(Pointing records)
════════════════════

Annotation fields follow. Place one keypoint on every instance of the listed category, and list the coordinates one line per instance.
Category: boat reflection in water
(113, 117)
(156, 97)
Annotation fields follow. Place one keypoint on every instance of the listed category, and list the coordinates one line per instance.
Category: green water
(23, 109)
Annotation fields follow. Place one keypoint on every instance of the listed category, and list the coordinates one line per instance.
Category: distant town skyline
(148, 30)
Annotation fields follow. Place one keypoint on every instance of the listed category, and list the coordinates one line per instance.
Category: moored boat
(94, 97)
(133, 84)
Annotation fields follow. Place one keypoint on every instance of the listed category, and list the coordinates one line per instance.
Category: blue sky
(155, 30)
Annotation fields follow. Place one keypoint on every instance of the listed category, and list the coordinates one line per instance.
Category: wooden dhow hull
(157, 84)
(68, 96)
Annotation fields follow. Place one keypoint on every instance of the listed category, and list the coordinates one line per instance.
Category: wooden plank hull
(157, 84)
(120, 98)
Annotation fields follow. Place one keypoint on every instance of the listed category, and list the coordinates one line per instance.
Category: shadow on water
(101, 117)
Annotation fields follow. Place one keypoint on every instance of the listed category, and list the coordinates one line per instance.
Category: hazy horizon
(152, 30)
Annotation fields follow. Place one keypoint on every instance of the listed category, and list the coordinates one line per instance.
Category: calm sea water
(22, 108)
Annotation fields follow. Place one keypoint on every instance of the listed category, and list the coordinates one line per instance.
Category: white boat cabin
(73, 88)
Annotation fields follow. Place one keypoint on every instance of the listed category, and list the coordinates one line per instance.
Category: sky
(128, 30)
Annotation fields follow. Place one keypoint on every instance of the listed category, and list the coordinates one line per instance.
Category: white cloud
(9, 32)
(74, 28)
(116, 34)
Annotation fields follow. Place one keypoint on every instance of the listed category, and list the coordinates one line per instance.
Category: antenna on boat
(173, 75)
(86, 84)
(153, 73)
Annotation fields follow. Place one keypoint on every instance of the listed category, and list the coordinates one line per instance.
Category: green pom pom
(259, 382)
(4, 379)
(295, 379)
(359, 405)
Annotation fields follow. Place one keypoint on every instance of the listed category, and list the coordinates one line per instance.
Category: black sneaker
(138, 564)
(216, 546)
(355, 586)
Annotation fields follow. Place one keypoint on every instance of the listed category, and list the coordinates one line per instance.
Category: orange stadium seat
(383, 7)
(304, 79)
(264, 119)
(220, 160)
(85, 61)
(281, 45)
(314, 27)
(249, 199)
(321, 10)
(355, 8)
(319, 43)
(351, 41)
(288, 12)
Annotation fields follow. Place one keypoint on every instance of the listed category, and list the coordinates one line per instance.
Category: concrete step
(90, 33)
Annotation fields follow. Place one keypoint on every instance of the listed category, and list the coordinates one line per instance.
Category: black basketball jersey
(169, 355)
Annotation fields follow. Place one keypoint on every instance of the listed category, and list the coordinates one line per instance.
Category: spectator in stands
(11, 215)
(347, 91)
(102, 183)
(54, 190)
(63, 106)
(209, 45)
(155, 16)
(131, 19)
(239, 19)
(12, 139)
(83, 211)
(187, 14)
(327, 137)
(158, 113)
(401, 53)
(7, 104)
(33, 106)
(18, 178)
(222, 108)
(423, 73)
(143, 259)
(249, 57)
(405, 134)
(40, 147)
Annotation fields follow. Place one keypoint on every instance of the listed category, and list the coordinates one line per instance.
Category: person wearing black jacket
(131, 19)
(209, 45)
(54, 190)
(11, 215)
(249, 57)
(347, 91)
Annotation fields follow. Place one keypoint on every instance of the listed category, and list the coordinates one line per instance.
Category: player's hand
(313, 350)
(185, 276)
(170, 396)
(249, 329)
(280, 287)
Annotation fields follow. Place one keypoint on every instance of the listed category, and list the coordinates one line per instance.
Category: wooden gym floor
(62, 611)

════════════════════

Extract each line of the material exactly as it stands.

Annotation fields follow. Place one keypoint on every instance of the listed category, and list the coordinates one line per instance.
Category: boat reflection in water
(113, 117)
(156, 97)
Annotation fields follow. Place one keypoint on every instance of the listed category, and list the coordinates one line per instance.
Category: green water
(23, 109)
Annotation fields follow. Place one keypoint on every instance of the listed category, and list the coordinates one line per instance.
Category: distant town skyline
(148, 30)
Annotation fields follow. Place one keypoint on every instance of the listed category, and list the coordinates one line per instance.
Category: moored boat
(94, 97)
(133, 84)
Annotation fields follow. Place one keypoint on every instance of the listed category, and list the coordinates one line per instance.
Category: blue sky
(155, 30)
Annotation fields follow. Place one keypoint on every instance of the listed category, and list the coordinates one line per instance.
Category: wooden dhow hull
(157, 84)
(68, 96)
Annotation fields follow. Place one keypoint on every instance of the listed category, and list the coordinates one line per instance.
Category: wooden plank hull
(157, 84)
(120, 98)
Annotation fields follow. Place one keypoint on every instance of the listed category, and list the coordinates one line per instance.
Category: shadow on water
(101, 117)
Annotation fields follow. Place one keypoint on every instance of the listed category, and list the coordinates one line per instance.
Category: hazy horizon
(152, 30)
Annotation fields follow. Place one keypoint on every instance of the listed category, and list the coordinates one line per instance.
Category: calm sea water
(22, 108)
Annotation fields follow. Place one keypoint on every instance of the listed category, and list the coordinates one line per instance.
Category: white boat cabin
(73, 88)
Annotation fields follow. Place one keypoint on every instance of the listed category, and list the coordinates one line per instance.
Category: sky
(128, 30)
Annotation fields follow. Place one keypoint on every instance of the listed category, and list the coordinates one line per instance.
Category: white cloud
(9, 32)
(74, 28)
(116, 34)
Annotation fields follow. Place one keypoint on every instance of the listed category, and list the coordinates one line per instance.
Category: antenna on boat
(173, 75)
(86, 84)
(153, 73)
Annotation fields follow. Place one keypoint on every instance of the listed category, and list the coordinates one line per instance.
Category: green pom pom
(259, 382)
(4, 379)
(295, 379)
(359, 405)
Annotation fields follow. Place one keypoint on every instance of the listed category, and list the coordinates one line per instance.
Category: black sneaker
(138, 564)
(216, 546)
(355, 586)
Annotation fields follow. Place one keypoint on every instance of the listed category, and list the coordinates one line per instance.
Category: orange stadium seat
(383, 7)
(304, 79)
(264, 119)
(220, 160)
(85, 61)
(281, 45)
(314, 27)
(249, 199)
(321, 10)
(355, 8)
(319, 43)
(351, 41)
(288, 12)
Annotation fields follow. Place one keypoint on every instance of the listed category, and list the coordinates one line per instance.
Category: concrete step
(90, 33)
Annotation fields follow. Place one keypoint on every instance of the listed category, and list the coordinates one line per instance.
Category: black basketball jersey
(169, 355)
Annotation fields follow. Place one keypoint on every instance of the listed category, and list the coordinates one line per instance.
Category: spectator in stands
(11, 215)
(347, 91)
(102, 183)
(54, 190)
(63, 106)
(209, 45)
(155, 16)
(131, 19)
(239, 19)
(12, 139)
(83, 211)
(187, 14)
(327, 137)
(158, 113)
(401, 53)
(7, 104)
(33, 106)
(18, 178)
(222, 108)
(423, 73)
(143, 259)
(249, 57)
(405, 134)
(40, 147)
Annotation fields follow. Place one keypoint on every instance of the listed category, and list the coordinates one line per instance.
Category: person wearing black jacket
(131, 19)
(209, 45)
(54, 190)
(11, 215)
(249, 57)
(347, 91)
Annotation fields follow. Place one keypoint on every instance of the listed category, and list the coordinates one line per instance.
Category: player's hand
(313, 350)
(185, 276)
(170, 396)
(249, 329)
(280, 287)
Annotation fields follow. Place one keypoint on every instance of the listed category, and list the coordinates one line per instance.
Category: wooden gym floor
(62, 611)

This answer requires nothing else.